§ Exercise details
Report every line in the records below that contains the string "studio", copying each such line in full.

--- START OF Dataset records ---

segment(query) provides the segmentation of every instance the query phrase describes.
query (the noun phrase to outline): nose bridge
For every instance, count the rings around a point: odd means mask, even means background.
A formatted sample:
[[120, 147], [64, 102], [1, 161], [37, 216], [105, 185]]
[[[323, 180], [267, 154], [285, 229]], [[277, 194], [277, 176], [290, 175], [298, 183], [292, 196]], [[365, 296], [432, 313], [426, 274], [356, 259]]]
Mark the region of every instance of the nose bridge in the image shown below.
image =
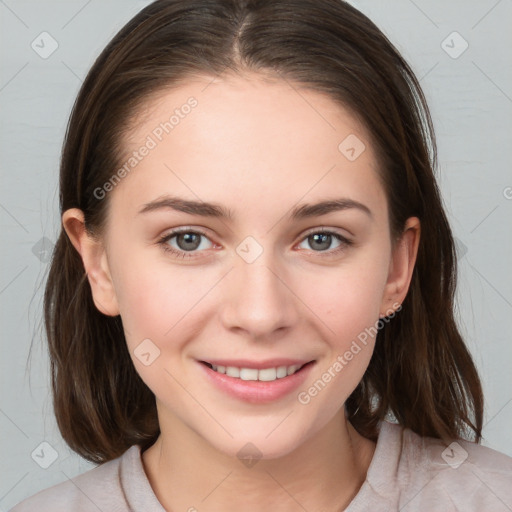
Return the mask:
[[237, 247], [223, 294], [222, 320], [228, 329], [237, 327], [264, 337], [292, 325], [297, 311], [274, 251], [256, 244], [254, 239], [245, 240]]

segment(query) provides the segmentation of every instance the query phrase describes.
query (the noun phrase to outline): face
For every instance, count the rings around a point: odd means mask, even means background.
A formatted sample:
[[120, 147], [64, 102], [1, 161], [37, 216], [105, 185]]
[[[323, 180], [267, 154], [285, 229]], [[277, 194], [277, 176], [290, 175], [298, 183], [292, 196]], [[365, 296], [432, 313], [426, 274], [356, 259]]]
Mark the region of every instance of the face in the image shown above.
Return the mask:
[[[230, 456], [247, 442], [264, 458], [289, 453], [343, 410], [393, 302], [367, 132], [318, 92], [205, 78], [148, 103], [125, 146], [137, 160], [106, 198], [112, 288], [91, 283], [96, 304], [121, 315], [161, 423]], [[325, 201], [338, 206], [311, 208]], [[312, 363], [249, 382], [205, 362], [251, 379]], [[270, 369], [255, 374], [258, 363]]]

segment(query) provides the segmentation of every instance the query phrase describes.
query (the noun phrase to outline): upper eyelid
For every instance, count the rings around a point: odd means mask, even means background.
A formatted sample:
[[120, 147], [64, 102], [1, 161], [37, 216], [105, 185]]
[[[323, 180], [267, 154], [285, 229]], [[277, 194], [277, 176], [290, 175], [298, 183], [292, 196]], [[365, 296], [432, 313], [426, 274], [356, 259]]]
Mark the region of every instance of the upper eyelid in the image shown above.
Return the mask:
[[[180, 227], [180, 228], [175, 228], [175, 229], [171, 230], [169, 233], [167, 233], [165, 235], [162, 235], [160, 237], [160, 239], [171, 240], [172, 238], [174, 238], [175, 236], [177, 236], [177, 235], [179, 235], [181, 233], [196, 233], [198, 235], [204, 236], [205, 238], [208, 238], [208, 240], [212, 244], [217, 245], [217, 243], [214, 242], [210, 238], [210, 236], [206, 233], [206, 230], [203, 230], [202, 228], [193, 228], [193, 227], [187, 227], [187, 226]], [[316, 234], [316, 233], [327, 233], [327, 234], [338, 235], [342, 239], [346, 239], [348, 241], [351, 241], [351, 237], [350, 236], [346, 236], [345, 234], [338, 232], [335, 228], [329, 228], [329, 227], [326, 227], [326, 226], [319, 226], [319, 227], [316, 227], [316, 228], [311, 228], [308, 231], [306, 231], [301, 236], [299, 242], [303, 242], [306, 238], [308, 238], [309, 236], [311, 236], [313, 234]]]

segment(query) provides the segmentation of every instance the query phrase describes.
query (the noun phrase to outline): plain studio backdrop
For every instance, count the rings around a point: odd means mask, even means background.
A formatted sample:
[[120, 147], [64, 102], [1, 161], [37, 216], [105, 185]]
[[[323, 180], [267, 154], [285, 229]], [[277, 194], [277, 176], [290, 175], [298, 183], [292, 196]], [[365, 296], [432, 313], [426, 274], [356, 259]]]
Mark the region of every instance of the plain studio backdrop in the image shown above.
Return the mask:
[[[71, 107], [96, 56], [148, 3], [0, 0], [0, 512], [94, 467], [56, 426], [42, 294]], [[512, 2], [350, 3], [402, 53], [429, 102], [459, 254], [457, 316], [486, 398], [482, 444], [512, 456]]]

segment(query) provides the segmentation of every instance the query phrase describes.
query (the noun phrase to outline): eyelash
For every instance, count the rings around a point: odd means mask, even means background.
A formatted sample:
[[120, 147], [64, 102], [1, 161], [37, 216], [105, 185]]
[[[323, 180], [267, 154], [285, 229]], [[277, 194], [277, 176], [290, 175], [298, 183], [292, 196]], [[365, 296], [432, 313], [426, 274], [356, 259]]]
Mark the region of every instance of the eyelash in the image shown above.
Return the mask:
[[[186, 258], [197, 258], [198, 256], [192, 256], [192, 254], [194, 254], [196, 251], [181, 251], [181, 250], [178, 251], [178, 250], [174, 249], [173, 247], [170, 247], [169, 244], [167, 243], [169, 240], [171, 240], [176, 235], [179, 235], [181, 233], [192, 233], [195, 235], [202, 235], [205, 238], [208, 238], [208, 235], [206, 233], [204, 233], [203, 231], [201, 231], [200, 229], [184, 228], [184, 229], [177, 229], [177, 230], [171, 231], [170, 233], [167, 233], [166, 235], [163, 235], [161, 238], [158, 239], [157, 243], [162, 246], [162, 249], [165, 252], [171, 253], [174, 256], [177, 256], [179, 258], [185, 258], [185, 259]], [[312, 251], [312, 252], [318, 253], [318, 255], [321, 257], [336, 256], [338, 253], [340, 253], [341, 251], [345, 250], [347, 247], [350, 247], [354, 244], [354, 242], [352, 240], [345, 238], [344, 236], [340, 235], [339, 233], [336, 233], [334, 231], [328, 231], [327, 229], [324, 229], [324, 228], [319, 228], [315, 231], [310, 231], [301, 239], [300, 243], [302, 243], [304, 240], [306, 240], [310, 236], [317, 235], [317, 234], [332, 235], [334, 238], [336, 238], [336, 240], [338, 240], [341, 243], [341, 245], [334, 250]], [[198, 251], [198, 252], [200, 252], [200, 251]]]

--- END OF Dataset records ---

§ Answer to this problem
query (the noun phrase to outline): plain studio backdrop
Mark the region of every instance of the plain studio backdrop in the image shown above.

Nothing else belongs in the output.